[EXERCISE GOAL] State only the number of lines in the rows below that contain the word "gray".

[DATA IN THIS EXERCISE]
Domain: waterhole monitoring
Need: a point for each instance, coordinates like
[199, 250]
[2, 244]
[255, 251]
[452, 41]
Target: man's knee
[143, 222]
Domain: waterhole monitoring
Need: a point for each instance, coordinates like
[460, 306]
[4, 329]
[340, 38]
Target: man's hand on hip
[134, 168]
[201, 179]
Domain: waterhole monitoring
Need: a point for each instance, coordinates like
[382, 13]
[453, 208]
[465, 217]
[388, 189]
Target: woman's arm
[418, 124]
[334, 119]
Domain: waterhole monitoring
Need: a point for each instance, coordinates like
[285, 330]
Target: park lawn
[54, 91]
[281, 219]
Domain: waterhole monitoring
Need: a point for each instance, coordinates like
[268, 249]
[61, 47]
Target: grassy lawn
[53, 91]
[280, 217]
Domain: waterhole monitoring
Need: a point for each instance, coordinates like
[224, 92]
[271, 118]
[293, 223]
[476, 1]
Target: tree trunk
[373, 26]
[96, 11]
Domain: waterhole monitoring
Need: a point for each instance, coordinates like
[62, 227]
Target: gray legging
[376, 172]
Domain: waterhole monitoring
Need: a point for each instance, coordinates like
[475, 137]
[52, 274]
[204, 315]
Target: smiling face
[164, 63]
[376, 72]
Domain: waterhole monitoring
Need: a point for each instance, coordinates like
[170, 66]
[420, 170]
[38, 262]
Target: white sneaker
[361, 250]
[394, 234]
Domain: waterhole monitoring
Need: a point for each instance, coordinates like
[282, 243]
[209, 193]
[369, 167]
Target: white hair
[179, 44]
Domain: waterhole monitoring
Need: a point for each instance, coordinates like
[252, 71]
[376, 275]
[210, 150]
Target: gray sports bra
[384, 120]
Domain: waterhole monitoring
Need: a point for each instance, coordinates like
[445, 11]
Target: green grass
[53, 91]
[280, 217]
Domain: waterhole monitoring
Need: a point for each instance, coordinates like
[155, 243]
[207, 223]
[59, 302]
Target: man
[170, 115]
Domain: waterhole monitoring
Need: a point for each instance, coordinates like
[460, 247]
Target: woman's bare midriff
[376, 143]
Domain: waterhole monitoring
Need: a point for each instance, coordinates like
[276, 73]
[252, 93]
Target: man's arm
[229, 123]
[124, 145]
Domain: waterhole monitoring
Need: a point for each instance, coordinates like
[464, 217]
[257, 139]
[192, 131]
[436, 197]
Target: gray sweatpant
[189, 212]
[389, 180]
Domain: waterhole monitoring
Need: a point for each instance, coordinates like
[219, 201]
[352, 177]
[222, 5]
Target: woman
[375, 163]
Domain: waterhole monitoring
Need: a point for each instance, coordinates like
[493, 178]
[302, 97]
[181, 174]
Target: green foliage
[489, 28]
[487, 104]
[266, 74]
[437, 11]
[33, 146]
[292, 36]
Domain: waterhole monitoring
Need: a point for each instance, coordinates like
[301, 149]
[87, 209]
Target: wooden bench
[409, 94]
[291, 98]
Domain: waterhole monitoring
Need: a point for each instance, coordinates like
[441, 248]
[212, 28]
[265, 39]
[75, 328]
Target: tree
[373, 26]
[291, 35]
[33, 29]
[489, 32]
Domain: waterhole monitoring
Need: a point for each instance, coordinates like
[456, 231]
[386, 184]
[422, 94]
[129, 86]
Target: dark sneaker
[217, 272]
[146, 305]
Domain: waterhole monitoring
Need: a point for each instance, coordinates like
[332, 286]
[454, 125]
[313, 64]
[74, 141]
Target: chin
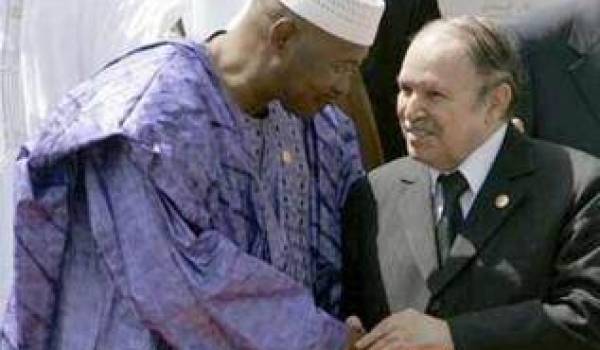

[EXERCISE ANSWER] 3